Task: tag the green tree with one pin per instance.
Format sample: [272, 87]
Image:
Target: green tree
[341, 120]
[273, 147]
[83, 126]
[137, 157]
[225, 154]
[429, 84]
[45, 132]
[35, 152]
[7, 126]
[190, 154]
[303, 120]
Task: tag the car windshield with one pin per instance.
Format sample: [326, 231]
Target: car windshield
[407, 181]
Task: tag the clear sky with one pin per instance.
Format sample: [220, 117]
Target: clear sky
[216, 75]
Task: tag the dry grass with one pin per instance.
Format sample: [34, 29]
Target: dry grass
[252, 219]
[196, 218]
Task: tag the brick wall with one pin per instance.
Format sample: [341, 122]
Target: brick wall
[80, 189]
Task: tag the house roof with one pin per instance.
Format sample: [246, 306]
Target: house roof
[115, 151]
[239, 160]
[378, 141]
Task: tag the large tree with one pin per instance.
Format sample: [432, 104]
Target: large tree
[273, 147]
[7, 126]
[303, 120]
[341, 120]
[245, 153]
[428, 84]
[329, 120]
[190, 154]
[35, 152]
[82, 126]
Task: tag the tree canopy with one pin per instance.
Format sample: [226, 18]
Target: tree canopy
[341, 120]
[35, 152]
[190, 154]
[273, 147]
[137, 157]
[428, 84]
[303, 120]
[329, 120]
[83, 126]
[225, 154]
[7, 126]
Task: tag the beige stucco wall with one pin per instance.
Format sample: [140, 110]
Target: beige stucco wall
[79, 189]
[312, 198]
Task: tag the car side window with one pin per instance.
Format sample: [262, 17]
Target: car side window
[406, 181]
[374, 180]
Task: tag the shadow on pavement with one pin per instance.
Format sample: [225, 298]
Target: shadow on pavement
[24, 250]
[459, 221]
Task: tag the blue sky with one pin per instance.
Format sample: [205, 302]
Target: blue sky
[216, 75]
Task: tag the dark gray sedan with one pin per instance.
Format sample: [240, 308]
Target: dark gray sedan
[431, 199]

Aim of the task >> Every record above must be repeated word for word.

The completed task >>
Task: tag the green tree with one pin per instance.
Format sample: [272, 87]
Image:
Target: green tree
[341, 120]
[273, 147]
[83, 126]
[137, 157]
[225, 154]
[429, 84]
[45, 132]
[35, 152]
[7, 126]
[190, 154]
[303, 120]
Task: tag the car windshield with one pin per instance.
Format sample: [326, 231]
Target: car windshield
[407, 181]
Task: tag the clear sky with one pin per instance.
Format sample: [220, 117]
Target: clear sky
[216, 75]
Task: tag the dry grass with one pin per instance.
Format sample: [34, 29]
Target: dry grass
[252, 219]
[196, 218]
Task: tag the brick wall with one pin per instance.
Format sample: [341, 122]
Target: brick wall
[80, 189]
Task: tag the house roof with one pin per instance.
Format sample: [246, 306]
Target: house roof
[115, 151]
[239, 160]
[378, 141]
Task: tag the large tree with one pin per instance.
Format sample: [432, 104]
Target: large tree
[273, 147]
[7, 126]
[303, 120]
[341, 120]
[245, 153]
[428, 84]
[329, 120]
[190, 154]
[35, 152]
[82, 126]
Task: tag the tree canopy with one pin per instance.
Format sample: [226, 18]
Target: tree canopy
[341, 120]
[35, 152]
[190, 154]
[273, 147]
[137, 157]
[428, 84]
[303, 120]
[329, 120]
[83, 126]
[225, 154]
[7, 126]
Task: tag the beige stucco wall with one pin per instance.
Format sample: [140, 110]
Target: beige stucco wall
[79, 189]
[312, 198]
Task: tag the car side window with one pin per instance.
Format sample: [262, 17]
Target: car side window
[406, 181]
[374, 180]
Task: tag the shadow on pavement with one pin per instance.
Format sample: [225, 298]
Target: shadow on pavement
[24, 250]
[459, 221]
Task: tag the blue sky with one pin per instance.
Format sample: [205, 302]
Target: blue sky
[216, 75]
Task: tag the dark gray sedan with one pin per instance.
Format sample: [240, 308]
Target: dark gray sedan
[431, 199]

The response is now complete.